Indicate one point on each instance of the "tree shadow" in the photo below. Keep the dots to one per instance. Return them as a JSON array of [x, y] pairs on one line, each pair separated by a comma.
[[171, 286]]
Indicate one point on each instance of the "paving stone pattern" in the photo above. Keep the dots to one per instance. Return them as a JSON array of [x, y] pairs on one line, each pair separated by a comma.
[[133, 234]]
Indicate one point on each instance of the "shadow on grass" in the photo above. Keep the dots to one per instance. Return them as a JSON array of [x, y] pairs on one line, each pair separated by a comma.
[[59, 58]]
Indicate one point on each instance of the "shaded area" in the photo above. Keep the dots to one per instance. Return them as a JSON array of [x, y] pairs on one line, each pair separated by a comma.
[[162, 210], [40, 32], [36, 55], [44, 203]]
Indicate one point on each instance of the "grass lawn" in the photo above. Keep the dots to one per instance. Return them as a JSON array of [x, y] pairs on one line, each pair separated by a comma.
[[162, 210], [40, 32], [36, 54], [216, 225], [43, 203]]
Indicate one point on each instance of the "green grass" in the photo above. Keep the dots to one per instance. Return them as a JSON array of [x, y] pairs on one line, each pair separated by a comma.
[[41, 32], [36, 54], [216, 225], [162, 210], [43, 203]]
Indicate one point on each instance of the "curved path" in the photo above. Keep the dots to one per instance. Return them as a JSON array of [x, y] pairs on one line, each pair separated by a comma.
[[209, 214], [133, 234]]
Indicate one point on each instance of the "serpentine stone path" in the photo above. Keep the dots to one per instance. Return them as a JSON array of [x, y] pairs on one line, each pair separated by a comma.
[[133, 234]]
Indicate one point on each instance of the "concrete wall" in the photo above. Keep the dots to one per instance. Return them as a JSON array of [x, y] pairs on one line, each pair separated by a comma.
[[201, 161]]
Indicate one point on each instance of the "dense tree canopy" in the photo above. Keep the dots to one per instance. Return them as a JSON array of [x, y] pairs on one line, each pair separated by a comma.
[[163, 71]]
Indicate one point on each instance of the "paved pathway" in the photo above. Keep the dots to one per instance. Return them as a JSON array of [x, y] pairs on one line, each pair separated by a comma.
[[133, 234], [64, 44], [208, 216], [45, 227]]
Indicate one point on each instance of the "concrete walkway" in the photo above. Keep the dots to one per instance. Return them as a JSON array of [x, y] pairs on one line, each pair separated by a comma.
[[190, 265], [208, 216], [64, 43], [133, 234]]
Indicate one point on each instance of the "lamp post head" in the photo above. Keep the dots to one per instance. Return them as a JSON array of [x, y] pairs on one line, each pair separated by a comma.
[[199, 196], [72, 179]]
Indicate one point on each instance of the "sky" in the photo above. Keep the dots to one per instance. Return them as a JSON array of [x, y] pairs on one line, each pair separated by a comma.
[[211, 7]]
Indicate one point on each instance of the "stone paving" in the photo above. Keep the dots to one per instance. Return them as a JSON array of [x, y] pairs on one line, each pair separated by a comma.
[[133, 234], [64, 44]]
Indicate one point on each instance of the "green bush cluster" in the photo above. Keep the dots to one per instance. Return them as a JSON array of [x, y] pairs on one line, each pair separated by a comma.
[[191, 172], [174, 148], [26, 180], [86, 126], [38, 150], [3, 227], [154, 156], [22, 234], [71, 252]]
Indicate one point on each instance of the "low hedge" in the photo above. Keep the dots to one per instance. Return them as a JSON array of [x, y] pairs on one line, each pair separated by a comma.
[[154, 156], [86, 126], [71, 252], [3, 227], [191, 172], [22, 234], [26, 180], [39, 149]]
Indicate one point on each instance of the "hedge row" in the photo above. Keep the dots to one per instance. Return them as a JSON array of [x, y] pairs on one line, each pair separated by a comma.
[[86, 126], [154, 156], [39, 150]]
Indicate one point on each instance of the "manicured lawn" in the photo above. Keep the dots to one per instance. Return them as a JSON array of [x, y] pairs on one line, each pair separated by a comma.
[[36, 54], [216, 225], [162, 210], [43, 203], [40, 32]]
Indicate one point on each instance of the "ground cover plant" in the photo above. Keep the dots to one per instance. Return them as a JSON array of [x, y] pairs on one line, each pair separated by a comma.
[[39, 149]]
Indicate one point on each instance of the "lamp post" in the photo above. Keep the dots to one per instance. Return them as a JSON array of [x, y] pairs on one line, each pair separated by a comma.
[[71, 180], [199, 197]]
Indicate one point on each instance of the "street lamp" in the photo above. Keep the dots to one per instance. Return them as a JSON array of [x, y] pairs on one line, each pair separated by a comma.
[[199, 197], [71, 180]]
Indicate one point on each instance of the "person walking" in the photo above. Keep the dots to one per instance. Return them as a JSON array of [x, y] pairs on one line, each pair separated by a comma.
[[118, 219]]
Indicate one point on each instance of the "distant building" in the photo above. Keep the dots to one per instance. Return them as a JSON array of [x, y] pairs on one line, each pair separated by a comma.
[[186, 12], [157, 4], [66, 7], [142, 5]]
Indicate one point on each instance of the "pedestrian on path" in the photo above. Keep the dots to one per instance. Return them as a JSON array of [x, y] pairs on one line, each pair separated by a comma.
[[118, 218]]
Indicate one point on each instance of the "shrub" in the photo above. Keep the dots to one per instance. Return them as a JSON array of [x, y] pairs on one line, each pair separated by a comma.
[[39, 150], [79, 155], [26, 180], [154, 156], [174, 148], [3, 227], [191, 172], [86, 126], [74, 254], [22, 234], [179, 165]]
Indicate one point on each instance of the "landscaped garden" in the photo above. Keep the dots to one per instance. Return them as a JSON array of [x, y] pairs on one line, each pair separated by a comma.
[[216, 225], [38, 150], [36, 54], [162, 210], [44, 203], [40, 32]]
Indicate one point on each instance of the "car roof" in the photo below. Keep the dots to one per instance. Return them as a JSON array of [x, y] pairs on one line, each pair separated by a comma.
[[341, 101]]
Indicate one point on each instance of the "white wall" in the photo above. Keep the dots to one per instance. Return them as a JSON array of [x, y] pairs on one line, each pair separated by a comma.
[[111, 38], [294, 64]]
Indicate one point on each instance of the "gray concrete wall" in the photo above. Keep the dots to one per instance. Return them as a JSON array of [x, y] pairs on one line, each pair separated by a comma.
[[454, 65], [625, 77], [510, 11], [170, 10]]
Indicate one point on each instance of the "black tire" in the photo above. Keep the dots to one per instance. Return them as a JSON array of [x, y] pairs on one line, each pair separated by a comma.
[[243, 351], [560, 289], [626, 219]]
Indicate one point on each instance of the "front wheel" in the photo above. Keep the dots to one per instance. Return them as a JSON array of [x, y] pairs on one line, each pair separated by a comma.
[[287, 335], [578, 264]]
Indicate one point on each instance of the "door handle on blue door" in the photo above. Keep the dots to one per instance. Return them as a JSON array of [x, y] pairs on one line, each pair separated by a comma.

....

◆ **Job**:
Duplicate everything from the start of the items down to the line containing "[[171, 286]]", including that line.

◆ **Answer to this exercise**:
Indicate one point on each instance of the "tree shadow" in the photo below. Keep the dots to one per instance. Return them as a JSON array of [x, y] pairs on one line, each pair separated by a comma.
[[171, 286]]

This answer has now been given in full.